Written task 1: Reproduce the stretch of the court ruling from "In his opposition, Petitioner" through "the Court agrees.".

:: Extract

To the extent Petitioner argues that he is entitled to equitable tolling based on the Supreme Court's decision inCunningham, Petitioner is mistaken, as he has not demonstrated any extraordinary circumstances warranting equitable tolling based on his anticipated claim.

Lastly, Petitioner's claim that Respondent is bound by Rule 9(a) of 28 U.S.C. § 2254, is likewise without merit. As Respondent correctly submits, Rule 9 codified the equitable doctrine of laches as applied to habeas corpus petitions. Walters v. Scott, 21 F.3d 683, 686 (5th Cir. 1994). However, the 2004 amendments to Rule 9 deleted this provision "as unnecessary in light of the applicable one-year statute of limitations." Adv. Comm. Notes to Habeas Corpus Rule 9. As a consequence, superceded Rule 9(a) applies, if at all, to cases filed prior to the 2004 amendment to the rule. See Dumas v. Kelly, 418 F.3d 164, 166 n. 2, 167 (2d Cir. 2005).

E. Request for Evidentiary Hearing and Discovery

In his opposition, Petitioner requests an evidentiary hearing and discovery. (Opposition, at 8-10.) Respondent opposes Petitioner's requests as premature, and the Court agrees.

::::
:: Extracted entries

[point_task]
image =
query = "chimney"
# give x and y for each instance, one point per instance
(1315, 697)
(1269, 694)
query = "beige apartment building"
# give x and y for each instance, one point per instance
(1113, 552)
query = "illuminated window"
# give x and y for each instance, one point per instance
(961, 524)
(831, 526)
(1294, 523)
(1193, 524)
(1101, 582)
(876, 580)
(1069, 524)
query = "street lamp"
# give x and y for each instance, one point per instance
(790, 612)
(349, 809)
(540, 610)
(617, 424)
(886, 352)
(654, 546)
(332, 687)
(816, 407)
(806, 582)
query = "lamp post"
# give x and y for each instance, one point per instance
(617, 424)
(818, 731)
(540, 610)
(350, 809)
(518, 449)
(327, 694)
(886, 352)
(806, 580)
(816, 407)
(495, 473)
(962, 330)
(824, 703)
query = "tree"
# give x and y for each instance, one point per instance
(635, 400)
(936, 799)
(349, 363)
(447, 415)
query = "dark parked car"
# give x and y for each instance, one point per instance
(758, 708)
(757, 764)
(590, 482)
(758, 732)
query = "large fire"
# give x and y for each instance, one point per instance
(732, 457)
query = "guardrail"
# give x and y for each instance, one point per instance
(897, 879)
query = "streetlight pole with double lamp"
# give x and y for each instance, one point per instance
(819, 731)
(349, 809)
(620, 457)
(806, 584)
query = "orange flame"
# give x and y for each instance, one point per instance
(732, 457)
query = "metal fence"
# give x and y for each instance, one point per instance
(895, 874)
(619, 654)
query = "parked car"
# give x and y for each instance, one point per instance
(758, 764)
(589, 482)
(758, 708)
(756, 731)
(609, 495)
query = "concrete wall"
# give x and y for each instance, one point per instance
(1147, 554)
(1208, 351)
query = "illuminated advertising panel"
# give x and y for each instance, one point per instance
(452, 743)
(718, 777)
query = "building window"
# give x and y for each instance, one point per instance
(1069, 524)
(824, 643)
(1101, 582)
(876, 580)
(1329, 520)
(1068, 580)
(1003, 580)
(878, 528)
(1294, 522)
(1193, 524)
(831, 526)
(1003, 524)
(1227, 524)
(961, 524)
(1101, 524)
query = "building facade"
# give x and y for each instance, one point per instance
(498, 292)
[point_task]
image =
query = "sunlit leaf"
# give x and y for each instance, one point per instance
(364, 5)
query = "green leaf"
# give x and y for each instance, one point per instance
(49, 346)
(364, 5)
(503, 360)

::::

Written task 2: Write out the records from their start through the line containing "(1113, 552)", both ends included.

Problem solution 1:
In his opposition, Petitioner requests an evidentiary hearing and discovery. (Opposition, at 8-10.) Respondent opposes Petitioner's requests as premature, and the Court agrees.

Problem solution 2:
[point_task]
image =
query = "chimney"
# give x and y for each instance, one point per instance
(1315, 697)
(1269, 694)
query = "beige apartment building"
# give x and y for each instance, one point per instance
(1113, 552)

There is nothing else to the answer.